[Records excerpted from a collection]
+--
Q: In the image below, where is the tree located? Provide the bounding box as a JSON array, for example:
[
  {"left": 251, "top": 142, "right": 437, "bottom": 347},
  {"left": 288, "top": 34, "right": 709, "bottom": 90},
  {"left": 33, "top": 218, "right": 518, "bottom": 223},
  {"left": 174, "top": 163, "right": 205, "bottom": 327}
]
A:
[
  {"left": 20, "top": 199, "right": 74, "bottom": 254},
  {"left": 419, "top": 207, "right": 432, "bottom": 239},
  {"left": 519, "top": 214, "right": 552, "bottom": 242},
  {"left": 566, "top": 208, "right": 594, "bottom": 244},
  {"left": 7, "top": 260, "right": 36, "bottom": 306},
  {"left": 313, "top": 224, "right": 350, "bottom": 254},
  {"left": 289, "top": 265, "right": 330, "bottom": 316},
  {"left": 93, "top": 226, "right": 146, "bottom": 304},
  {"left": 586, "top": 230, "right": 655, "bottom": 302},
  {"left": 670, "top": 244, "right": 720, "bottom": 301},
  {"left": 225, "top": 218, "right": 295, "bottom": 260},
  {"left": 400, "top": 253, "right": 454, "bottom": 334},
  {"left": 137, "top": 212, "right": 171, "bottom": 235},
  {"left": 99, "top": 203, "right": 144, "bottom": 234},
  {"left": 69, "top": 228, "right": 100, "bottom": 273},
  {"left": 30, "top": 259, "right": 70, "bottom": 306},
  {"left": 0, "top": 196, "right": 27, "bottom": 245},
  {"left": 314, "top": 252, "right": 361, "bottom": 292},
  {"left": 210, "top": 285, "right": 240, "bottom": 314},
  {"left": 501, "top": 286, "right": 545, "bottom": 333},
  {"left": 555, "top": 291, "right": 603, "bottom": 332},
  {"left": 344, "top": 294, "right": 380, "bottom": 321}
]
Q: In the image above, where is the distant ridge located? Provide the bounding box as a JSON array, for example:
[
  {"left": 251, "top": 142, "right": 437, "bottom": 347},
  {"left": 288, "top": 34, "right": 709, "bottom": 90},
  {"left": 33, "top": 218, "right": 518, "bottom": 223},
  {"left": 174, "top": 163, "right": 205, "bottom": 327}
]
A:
+--
Repeat the data verbatim.

Q: In the image below, where is the tree located? Provide the bounding box as a JSON array, for example:
[
  {"left": 251, "top": 142, "right": 437, "bottom": 347},
  {"left": 288, "top": 34, "right": 709, "bottom": 90},
  {"left": 33, "top": 218, "right": 518, "bottom": 223},
  {"left": 174, "top": 163, "right": 205, "bottom": 327}
]
A:
[
  {"left": 20, "top": 199, "right": 74, "bottom": 254},
  {"left": 419, "top": 207, "right": 432, "bottom": 239},
  {"left": 519, "top": 214, "right": 552, "bottom": 242},
  {"left": 566, "top": 208, "right": 594, "bottom": 244},
  {"left": 7, "top": 260, "right": 36, "bottom": 306},
  {"left": 313, "top": 224, "right": 350, "bottom": 254},
  {"left": 289, "top": 265, "right": 330, "bottom": 316},
  {"left": 93, "top": 226, "right": 146, "bottom": 304},
  {"left": 586, "top": 230, "right": 655, "bottom": 302},
  {"left": 670, "top": 244, "right": 720, "bottom": 301},
  {"left": 225, "top": 218, "right": 295, "bottom": 260},
  {"left": 400, "top": 253, "right": 454, "bottom": 334},
  {"left": 137, "top": 212, "right": 171, "bottom": 235},
  {"left": 99, "top": 203, "right": 144, "bottom": 234},
  {"left": 69, "top": 228, "right": 100, "bottom": 273},
  {"left": 30, "top": 259, "right": 70, "bottom": 306},
  {"left": 0, "top": 196, "right": 27, "bottom": 245},
  {"left": 314, "top": 252, "right": 361, "bottom": 292},
  {"left": 210, "top": 285, "right": 240, "bottom": 314},
  {"left": 501, "top": 286, "right": 545, "bottom": 333},
  {"left": 555, "top": 291, "right": 603, "bottom": 332},
  {"left": 344, "top": 294, "right": 380, "bottom": 321}
]
Q: In the image above, where is the distant ridge located? Provide the bounding box as a JSON array, for example:
[
  {"left": 251, "top": 142, "right": 437, "bottom": 347},
  {"left": 288, "top": 34, "right": 709, "bottom": 90},
  {"left": 33, "top": 218, "right": 518, "bottom": 223},
  {"left": 174, "top": 163, "right": 205, "bottom": 327}
]
A:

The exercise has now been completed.